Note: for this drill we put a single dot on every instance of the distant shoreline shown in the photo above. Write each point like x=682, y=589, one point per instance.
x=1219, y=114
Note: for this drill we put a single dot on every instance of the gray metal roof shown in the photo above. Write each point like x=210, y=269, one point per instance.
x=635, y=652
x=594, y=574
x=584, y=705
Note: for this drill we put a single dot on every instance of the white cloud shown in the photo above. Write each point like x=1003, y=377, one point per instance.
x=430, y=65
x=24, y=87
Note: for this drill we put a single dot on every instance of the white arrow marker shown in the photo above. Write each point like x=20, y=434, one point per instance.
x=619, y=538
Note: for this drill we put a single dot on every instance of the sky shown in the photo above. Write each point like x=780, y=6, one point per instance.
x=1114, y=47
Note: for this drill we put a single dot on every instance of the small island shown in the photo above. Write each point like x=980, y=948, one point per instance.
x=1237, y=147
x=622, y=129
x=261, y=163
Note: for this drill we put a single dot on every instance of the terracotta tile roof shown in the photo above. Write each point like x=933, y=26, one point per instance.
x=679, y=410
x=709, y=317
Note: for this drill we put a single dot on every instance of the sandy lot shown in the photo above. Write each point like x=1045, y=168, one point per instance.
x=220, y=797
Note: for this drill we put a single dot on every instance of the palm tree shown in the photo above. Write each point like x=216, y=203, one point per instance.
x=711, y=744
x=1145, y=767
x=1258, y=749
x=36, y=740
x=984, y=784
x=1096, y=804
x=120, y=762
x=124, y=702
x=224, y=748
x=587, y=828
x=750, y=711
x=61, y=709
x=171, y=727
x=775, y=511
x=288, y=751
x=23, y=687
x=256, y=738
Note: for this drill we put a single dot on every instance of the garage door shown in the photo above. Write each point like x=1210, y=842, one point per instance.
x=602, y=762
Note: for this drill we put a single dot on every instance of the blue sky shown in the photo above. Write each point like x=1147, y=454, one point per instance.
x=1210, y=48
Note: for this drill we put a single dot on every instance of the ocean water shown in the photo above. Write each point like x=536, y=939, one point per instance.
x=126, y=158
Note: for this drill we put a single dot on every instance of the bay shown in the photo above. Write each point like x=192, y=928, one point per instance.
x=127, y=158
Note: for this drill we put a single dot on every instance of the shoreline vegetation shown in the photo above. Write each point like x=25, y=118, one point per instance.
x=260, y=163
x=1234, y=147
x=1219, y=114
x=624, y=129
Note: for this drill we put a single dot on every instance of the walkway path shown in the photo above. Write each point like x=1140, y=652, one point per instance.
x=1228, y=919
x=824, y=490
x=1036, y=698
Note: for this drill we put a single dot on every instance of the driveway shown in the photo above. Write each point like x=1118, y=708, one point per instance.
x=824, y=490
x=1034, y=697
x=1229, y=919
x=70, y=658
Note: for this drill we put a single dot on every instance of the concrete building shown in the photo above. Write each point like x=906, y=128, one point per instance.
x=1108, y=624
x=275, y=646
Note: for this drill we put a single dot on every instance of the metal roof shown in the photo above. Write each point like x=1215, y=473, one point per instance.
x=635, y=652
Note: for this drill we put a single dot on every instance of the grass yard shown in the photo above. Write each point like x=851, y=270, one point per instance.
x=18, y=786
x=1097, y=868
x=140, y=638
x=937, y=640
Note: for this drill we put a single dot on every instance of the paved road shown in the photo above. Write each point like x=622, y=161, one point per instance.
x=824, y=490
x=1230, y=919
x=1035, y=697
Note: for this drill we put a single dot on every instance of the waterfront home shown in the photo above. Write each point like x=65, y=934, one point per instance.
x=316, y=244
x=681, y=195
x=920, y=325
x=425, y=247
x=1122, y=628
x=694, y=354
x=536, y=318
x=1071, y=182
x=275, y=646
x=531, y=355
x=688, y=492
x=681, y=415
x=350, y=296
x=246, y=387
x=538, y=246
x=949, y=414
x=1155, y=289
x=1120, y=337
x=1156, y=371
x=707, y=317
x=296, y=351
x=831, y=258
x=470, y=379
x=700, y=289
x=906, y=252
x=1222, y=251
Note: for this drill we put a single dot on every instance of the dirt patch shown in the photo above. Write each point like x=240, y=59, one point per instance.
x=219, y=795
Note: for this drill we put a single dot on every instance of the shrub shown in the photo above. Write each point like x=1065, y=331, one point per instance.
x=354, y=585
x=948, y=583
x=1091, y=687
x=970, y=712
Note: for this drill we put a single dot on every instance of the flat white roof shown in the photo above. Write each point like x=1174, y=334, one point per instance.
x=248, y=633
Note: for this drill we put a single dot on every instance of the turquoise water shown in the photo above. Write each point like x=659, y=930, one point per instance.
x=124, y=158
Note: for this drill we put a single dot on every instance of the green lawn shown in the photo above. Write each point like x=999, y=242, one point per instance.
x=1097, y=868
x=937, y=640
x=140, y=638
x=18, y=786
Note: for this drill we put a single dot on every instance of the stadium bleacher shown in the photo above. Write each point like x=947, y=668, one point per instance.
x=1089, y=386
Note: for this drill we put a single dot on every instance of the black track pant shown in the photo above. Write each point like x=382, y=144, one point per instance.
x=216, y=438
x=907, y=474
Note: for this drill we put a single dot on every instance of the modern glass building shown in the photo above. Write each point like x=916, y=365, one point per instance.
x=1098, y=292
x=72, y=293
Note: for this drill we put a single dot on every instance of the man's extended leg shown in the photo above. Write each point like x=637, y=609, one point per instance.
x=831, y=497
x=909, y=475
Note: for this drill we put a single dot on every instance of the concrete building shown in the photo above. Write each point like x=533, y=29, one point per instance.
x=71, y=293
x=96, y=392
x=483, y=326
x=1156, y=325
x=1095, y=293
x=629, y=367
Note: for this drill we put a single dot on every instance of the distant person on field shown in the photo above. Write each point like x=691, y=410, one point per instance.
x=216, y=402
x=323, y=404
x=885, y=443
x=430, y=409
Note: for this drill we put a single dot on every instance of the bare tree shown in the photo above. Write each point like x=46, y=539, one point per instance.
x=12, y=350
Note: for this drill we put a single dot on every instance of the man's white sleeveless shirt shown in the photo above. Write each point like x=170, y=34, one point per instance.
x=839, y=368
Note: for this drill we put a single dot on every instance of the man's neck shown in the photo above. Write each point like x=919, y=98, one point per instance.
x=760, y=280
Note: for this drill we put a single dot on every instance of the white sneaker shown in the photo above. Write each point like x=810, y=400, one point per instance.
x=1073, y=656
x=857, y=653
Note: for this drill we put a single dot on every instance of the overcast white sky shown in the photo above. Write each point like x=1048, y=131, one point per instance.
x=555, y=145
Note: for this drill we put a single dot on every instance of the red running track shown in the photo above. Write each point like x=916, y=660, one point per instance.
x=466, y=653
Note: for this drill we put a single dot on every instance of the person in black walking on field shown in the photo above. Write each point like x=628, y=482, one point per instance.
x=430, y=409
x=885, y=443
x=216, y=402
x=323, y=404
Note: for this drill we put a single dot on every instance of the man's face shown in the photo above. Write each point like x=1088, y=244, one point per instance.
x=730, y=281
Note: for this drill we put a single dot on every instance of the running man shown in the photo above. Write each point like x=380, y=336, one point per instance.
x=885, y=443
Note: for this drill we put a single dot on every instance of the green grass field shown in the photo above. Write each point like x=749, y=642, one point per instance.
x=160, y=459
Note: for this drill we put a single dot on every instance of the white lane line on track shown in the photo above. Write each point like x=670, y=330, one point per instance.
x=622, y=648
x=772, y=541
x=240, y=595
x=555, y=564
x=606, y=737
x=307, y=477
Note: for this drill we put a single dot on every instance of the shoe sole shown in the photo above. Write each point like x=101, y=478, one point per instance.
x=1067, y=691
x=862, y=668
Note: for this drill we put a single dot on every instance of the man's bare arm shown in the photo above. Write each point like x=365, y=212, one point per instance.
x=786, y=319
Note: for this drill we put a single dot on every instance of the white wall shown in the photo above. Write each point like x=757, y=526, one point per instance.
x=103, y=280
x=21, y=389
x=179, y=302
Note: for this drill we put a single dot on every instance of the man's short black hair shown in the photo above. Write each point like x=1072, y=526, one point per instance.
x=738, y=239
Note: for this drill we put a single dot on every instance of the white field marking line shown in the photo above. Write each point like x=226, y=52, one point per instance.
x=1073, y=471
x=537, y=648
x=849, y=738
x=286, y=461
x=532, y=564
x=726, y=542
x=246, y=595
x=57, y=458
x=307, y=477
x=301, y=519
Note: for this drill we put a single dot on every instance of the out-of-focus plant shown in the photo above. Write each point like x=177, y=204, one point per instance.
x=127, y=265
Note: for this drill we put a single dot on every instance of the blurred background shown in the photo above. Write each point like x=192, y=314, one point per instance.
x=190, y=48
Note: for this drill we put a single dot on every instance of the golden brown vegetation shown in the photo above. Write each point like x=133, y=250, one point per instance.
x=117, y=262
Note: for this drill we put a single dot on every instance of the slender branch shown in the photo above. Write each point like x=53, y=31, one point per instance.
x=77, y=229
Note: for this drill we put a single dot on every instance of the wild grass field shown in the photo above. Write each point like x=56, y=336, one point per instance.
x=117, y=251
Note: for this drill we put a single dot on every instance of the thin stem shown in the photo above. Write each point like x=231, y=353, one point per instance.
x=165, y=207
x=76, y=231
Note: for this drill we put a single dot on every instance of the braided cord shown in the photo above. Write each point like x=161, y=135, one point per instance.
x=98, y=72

------------------------------------------------

ASSIGNED TASK: Return only this span, exactly: the line that contains "x=56, y=336, one point per instance." and all lines after it to the end of the records.

SOLUTION FOR THIS PROBLEM:
Note: for this drill we put a single dot on every instance of the wild grass field shown in the photo above. Write each point like x=56, y=336, one point per instance.
x=117, y=251
Note: for this drill we put a single dot on every instance of the thin stem shown in the photo above. Write each point like x=231, y=353, one point per instance.
x=165, y=207
x=76, y=231
Note: for this drill we put a single dot on every instance of the braided cord shown in the photo above. Write each point like x=161, y=135, one point per instance.
x=98, y=72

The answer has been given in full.